● **Task statement**:
Please report every line of the records below that contains the word "photo", counting a line only if the case matches.

● **Supplied records**:
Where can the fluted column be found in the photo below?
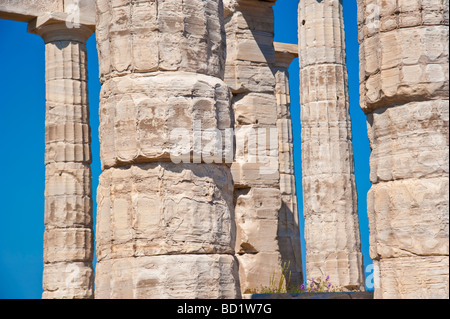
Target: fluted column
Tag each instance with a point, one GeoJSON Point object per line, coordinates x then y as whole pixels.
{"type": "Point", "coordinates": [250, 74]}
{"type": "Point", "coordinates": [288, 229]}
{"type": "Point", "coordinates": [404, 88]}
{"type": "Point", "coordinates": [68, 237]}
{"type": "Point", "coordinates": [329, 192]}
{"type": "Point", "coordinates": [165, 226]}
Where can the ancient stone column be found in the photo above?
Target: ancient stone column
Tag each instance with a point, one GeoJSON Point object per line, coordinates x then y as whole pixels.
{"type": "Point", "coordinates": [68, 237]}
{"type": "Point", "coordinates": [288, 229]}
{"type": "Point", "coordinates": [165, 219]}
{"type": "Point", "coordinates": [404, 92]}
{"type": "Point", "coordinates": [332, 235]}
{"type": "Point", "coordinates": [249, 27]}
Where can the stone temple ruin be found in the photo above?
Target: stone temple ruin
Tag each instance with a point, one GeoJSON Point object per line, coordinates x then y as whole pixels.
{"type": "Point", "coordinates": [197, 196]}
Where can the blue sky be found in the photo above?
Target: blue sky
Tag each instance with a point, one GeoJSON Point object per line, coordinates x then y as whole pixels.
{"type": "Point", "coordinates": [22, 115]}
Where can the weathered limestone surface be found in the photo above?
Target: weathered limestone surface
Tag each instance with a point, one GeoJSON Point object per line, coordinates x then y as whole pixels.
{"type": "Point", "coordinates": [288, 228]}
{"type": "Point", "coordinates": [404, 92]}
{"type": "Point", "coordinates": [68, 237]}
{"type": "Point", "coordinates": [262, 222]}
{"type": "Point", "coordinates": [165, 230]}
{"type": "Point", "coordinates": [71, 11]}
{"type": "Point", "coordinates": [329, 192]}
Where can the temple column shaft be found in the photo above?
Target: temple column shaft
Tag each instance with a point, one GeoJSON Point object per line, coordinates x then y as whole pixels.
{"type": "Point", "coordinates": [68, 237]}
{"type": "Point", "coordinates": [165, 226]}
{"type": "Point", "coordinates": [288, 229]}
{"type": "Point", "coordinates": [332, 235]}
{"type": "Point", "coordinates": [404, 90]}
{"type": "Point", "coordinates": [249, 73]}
...
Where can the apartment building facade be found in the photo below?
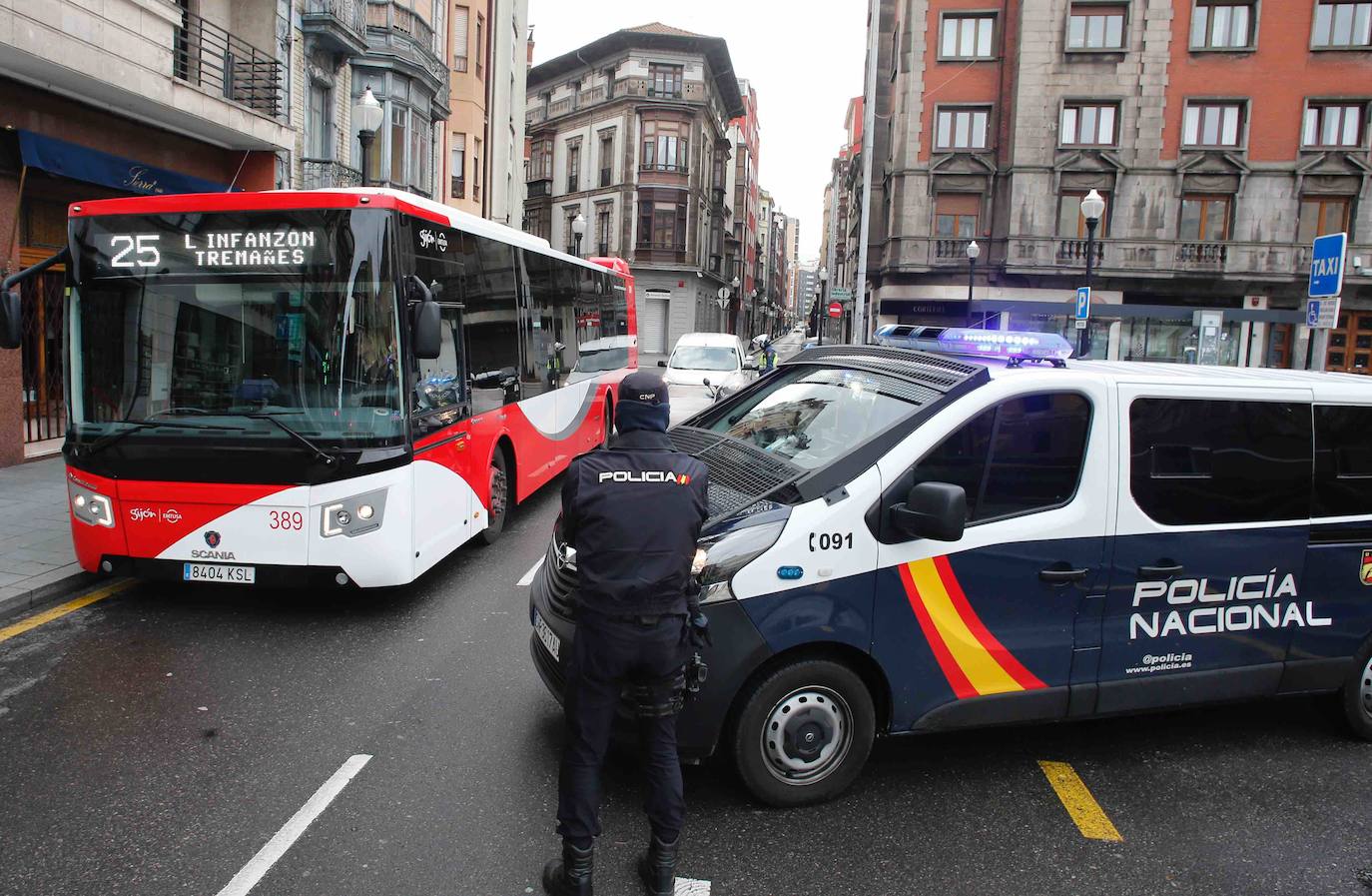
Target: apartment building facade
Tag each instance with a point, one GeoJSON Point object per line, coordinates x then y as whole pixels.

● **Result**:
Where can the fluted column be found in the photo below?
Where can the ancient stone column be found in the photo above?
Where can the stone temple ruin be found in the photo above?
Where can the blue sky be found in the photo above?
Where can the weathered limestone surface be found in the photo above?
Where can the temple column shaft be found in the photo above?
Where can the apartment building facade be found in the photo below?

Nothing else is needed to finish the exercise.